### Problem to solve
Please reproduce the records exactly, leaving out any pictures.

### Referring expression data
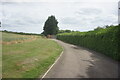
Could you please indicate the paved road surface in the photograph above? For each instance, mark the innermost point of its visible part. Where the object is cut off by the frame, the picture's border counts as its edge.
(78, 62)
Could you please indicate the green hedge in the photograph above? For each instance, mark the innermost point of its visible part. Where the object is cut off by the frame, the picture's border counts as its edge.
(103, 40)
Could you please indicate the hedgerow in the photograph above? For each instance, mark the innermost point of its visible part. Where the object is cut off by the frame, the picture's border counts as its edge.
(104, 40)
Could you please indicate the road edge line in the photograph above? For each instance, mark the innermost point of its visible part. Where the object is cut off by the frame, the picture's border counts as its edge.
(52, 65)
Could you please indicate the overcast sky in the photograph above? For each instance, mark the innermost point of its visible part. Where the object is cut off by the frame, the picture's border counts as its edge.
(82, 15)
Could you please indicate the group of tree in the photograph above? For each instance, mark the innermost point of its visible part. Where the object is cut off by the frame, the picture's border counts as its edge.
(50, 26)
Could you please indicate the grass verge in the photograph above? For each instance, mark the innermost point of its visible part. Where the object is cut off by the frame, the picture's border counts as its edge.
(28, 59)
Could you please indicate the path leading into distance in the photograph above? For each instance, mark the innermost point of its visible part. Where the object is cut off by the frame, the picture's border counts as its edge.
(78, 62)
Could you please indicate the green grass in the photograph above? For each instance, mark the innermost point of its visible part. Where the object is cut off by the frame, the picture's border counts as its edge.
(12, 37)
(28, 59)
(105, 40)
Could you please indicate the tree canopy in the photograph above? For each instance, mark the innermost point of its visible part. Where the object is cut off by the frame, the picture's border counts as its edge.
(50, 26)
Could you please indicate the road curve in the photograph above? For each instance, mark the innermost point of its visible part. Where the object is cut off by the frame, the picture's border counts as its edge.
(78, 62)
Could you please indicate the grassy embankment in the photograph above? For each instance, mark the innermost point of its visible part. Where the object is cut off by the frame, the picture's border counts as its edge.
(105, 40)
(27, 56)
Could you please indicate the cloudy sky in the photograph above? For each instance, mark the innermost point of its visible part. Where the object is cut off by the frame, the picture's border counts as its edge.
(81, 15)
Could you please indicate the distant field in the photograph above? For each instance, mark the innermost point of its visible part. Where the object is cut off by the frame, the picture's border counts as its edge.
(27, 56)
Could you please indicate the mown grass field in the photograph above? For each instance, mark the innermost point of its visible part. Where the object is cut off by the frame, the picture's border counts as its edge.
(27, 56)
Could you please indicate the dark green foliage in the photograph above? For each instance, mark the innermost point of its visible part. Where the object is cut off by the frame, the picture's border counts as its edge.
(64, 31)
(103, 40)
(50, 27)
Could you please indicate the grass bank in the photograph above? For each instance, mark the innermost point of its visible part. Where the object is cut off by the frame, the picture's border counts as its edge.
(27, 56)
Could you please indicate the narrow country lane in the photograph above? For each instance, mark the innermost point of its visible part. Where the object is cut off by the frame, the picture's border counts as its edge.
(78, 62)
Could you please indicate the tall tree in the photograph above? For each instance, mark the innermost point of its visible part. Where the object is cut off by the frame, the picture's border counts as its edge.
(50, 26)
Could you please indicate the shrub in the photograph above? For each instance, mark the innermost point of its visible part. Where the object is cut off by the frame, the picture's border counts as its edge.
(103, 40)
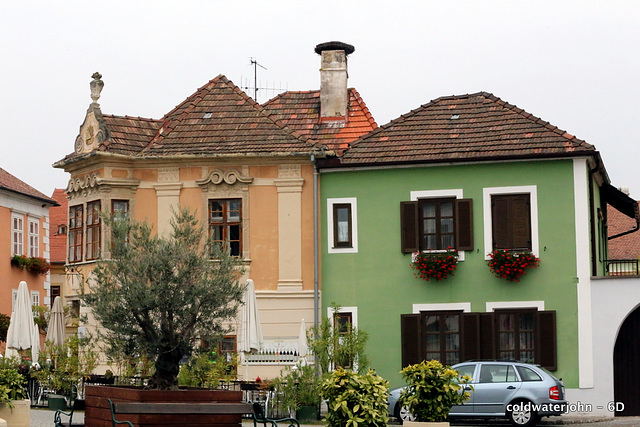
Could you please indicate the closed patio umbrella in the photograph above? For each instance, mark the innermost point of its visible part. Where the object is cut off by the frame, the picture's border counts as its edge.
(249, 329)
(22, 333)
(56, 331)
(303, 346)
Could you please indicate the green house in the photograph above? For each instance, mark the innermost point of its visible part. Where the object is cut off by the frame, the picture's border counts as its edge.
(476, 174)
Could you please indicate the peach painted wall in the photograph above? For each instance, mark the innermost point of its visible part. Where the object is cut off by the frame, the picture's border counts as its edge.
(263, 236)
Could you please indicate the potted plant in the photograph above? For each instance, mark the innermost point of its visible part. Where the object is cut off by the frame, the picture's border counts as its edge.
(435, 265)
(71, 363)
(14, 405)
(432, 390)
(355, 400)
(511, 265)
(299, 391)
(159, 296)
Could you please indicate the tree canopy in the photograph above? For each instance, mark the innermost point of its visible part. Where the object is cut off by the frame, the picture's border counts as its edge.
(161, 296)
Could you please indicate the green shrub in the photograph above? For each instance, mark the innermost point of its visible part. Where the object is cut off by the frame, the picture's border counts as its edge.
(297, 386)
(354, 399)
(11, 386)
(432, 390)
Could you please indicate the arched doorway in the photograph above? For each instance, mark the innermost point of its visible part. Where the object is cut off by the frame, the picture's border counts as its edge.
(626, 365)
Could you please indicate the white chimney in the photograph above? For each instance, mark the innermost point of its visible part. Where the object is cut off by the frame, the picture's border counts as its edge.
(334, 96)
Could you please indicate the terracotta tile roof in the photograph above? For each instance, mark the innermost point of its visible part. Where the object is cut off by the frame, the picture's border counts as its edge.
(479, 126)
(221, 119)
(301, 112)
(624, 247)
(13, 184)
(129, 135)
(58, 217)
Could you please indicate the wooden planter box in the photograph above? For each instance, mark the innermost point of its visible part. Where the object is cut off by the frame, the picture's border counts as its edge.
(19, 415)
(98, 414)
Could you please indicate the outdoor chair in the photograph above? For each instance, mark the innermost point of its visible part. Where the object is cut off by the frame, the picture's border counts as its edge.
(57, 417)
(260, 418)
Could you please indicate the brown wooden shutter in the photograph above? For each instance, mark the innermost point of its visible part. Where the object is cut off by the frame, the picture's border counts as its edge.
(546, 348)
(410, 334)
(464, 224)
(409, 227)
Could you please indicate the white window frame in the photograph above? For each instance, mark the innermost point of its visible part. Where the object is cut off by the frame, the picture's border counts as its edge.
(454, 306)
(456, 193)
(34, 237)
(532, 190)
(17, 244)
(495, 305)
(354, 225)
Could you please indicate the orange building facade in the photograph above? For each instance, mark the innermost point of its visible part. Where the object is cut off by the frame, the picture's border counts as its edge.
(247, 170)
(24, 221)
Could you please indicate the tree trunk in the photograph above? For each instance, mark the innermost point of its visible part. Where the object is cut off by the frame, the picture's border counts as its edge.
(167, 368)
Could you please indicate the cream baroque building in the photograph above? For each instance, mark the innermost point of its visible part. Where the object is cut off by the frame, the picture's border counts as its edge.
(246, 170)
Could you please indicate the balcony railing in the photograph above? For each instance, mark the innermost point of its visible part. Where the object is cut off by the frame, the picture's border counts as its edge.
(621, 267)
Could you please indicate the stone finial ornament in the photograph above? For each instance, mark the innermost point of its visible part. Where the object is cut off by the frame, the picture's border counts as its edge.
(96, 86)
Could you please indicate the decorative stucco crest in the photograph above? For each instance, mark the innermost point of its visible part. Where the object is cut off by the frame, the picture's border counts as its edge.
(85, 186)
(218, 176)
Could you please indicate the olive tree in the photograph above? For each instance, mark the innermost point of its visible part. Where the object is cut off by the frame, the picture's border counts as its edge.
(161, 296)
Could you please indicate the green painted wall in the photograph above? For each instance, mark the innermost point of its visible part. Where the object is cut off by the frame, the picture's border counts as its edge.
(379, 281)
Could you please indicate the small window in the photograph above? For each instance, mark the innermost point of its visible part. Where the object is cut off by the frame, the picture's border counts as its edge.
(436, 224)
(516, 335)
(93, 230)
(75, 233)
(55, 292)
(497, 374)
(527, 374)
(342, 225)
(511, 221)
(342, 323)
(442, 336)
(34, 238)
(225, 224)
(17, 235)
(35, 298)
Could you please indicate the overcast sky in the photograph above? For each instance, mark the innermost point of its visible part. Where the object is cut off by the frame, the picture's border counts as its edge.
(575, 64)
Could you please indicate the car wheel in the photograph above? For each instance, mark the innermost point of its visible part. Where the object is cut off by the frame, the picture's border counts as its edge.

### Solution below
Could you please indicate the paved road surface in the photograph above? For each instance, mark the innermost point of its visible part. Where the object is cut off by the frame, the picture's border counts as its edge.
(78, 62)
Could you please indicate the green hedge in the photograph above? For each instance, mark the innermost point of its visible part. Where the object is cut off by the frame, the picture's border counts as its edge.
(103, 40)
Could you please indicate the hedgerow in the photograph above? For each instance, mark the innermost point of its visible part. Where the object is cut off by the frame, the picture's border counts as its edge.
(104, 40)
Could you please indicate the road edge line in the photograph above? For each instance, mark the innermost point of its visible part. Where the object is cut off by the frame, the picture's border counts as its edge.
(52, 65)
Could you please indicate the overcast sky in the photograph above? For each instance, mark the innermost point of its visible part. Where the object is cut off by the frame, the picture's border counts as its edge.
(82, 15)
Could you please indicate the group of tree in the photograph above? For each instance, mark the innermost point of its visible part. Where the object is cut off by the frame, the picture's border counts as its edge.
(50, 26)
Could you please indicate the grass verge in the photograph above? For each instance, mark the innermost point of its visible part. Where the object is cut off by the frame, the picture's border counts as its edge.
(28, 59)
Could you please indicate the path leading into distance in the photograph above? For each instance, mark the innermost point of its visible part. Where the object is cut off by the frame, the picture's border counts as its edge.
(78, 62)
Could you please indicate the green grass in the photograph above? For each instance, mark the innermost point of its visible part. Where the object is cut off by the frame, the picture's border counts as its edge.
(12, 37)
(28, 59)
(105, 40)
Could you please indicate the tree canopy in the photograph above? For each instance, mark the innermost point of its visible part. Where the object is cut off by the frame, the picture's border counts as its edge.
(50, 26)
Could you please indicate the road curve in the photograph above? For each instance, mark the innermost point of its visible part. Where the object is cut off by the frame, the picture's border counts as its edge.
(78, 62)
Could you please indicate the grassy embankment in the photograph above? For each instance, mark the innermost point of its visible part. Where the object is cut off by the frame, the picture's border counts as its edge.
(105, 40)
(27, 56)
Could you please indicate the cloudy sky in the photograph above? For each instance, mark the innermost point of its visible part. Where the object is cut off by the frame, the picture's border counts as its edge.
(81, 15)
Could you please indicate the distant field in the photograph above? For each instance, mark the innermost point of its visible part. Where the object is cut off by the frame, the picture's border counts as its edge.
(27, 56)
Could you please indicate the mown grass field in the photograph above? For each instance, mark the innermost point of its visible part. Where the object is cut off by the frame, the picture's border counts as its edge.
(27, 56)
Could you please indicate the dark green foliage in the photograph above? For each instance, mark the innermost point of its visible part. Where the object is cut off by the frame, the picture's border counts as its edge.
(64, 31)
(103, 40)
(50, 27)
Could you please indicate the grass bank in the photograph above? For each instance, mark the innermost point of its visible part. Where the object is cut off by the frame, the picture's border counts as its edge.
(27, 56)
Could you please indicate the narrow country lane in the photograph above? For each instance, mark the innermost point of its visible part. Where the object is cut off by the frame, the picture's border counts as its edge.
(78, 62)
Could you please indicate the tall tree in the photograph above? For each instance, mark the innermost point of its visible part. Where the object is cut off by the frame, the picture's border counts as its edge.
(50, 26)
Could you please indicate the shrub in the photograph above? For each instance, mark the innermost point of its visible part. Where the object is cut off by the frame, the picture's border counts as its edge.
(103, 40)
Could you please indicate the closed patio umbrella in the photograph above? For each instance, mark the innermost point of its visible part. Where the object is cut off by the frame, the picture's border counts as its edge.
(249, 329)
(22, 333)
(56, 331)
(303, 346)
Could you please indicate the green house in the photograph above? For each instance, mark the innermost point of its visible part. Where the object is cut off by the frame, the picture's border counts as its edge.
(476, 174)
Could you please indicate the peach painted wall in the photograph above? For each instance, mark the innermost point of its visible part. Where the object is cut off by the frame, the picture's border counts as its edge.
(263, 236)
Could you please indicate the potted plant in the photograph above? For each instance, mark the innermost point of its visible part. Where the object is cut off by the frame, the picture's border counts as its edge.
(435, 265)
(71, 363)
(14, 405)
(432, 390)
(355, 400)
(511, 265)
(299, 391)
(159, 296)
Could you please indicate the tree canopy in the photograph above? For each instance, mark the innermost point of its visible part. Where the object is cut off by the frame, the picture's border counts as its edge.
(161, 296)
Could you please indicate the green shrub in the photograph above? For each instance, mark the innermost point of its visible part. Where the object is cut off by the frame, the picture's border counts as its edge.
(297, 386)
(354, 399)
(11, 386)
(432, 390)
Could you please indicate the arched doorway in the photograph above? For each instance, mark the innermost point of its visible part. Where the object is cut off by the frame, the picture's border counts as its edge.
(626, 365)
Could you please indicate the white chimney in the photograph above? For each instance, mark the innermost point of its visible part. Where the object is cut off by the frame, the picture's border counts as its edge.
(334, 96)
Could you please indicate the terracotta tile roof in the photograph above? For each instance, mark the innermost point of its visible part. Where the object is cut off by the frame, the picture's border counts as its edge.
(479, 126)
(221, 119)
(301, 112)
(624, 247)
(13, 184)
(129, 135)
(58, 217)
Could you please indicate the wooden planter box in the photograph above? For each instance, mark the innermost point of its visible part. Where the object is cut off by the frame, the picture's border counts as its edge.
(19, 415)
(98, 414)
Could you please indicate the outdoor chair in the photograph above? For each instance, mark the innermost point of its visible part. Where the object is cut off by the frame, the picture's border counts as its edge.
(57, 417)
(260, 418)
Could you please indicate the brown wooden shutter in the photograph above? For each instance, mark the innermost point of its visible part. Where the object is cut off by the frame, the picture's border counts as its edge.
(546, 348)
(410, 334)
(464, 224)
(409, 227)
Could you please indicate the white window frame in the photograph above? For each instance, mark the innermost point of its visible part. Where the object is cut off by the frame, the picture's border counts as its edge.
(454, 306)
(456, 193)
(34, 237)
(532, 190)
(17, 244)
(495, 305)
(354, 225)
Could you please indicate the orange building facade in the photograph above? For each instance, mark the innermost point of its visible part. Where the object is cut off by the frame, the picture's border counts as its edge.
(247, 170)
(24, 221)
Could you please indicate the tree trunk in the photograph above? For each instance, mark the innermost point of its visible part. Where the object is cut off by the frame, the picture's border counts as its edge.
(167, 368)
Could you please indicate the cream baroque building in the photograph above? For each instance, mark the innermost point of its visible part. Where the object is cut off by the frame, the picture's border counts as its edge.
(246, 170)
Could you please indicate the balcony railing in the photograph above? For each instance, mark the innermost point of its visible part. Where the object is cut off by the frame, the picture's border counts as its edge.
(621, 267)
Could you please indicate the stone finial ornament in the photograph above? For each instance, mark the innermost point of its visible part. Where the object is cut off by the frame, the picture's border counts as its edge.
(96, 86)
Could you please indicate the decorative stucco crest in the photograph above? For each instance, mark the innermost point of its visible part. Where the object is cut off by the frame, the picture's border counts as its edge.
(85, 186)
(218, 176)
Could you please indicate the olive tree in the photograph above? For each instance, mark the innermost point of its visible part. Where the object is cut off by the frame, the picture's border counts as its edge.
(161, 296)
Could you please indicate the green painted wall in the photograph above? For each instance, mark the innermost point of its visible part. Where the object is cut off by the frame, the picture's border counts as its edge.
(379, 281)
Could you please indicate the small window in the photograph above? For each instance, mark the innermost point of its visible part. Where the object is cut off by the frame, the picture's border counts as its edge.
(436, 224)
(516, 335)
(93, 230)
(75, 233)
(55, 292)
(497, 374)
(527, 374)
(342, 225)
(511, 221)
(342, 323)
(442, 336)
(34, 238)
(225, 224)
(17, 235)
(35, 298)
Could you please indicate the overcast sky in the photograph above? For each instance, mark the innermost point of its visible part. Where the object is cut off by the frame, the picture's border counts as its edge.
(575, 64)
Could you please indicate the car wheel in the photograph above? For each instance, mark the innermost point of its visible part. Where the object is cut off by the frame, the picture's border counts as its edge.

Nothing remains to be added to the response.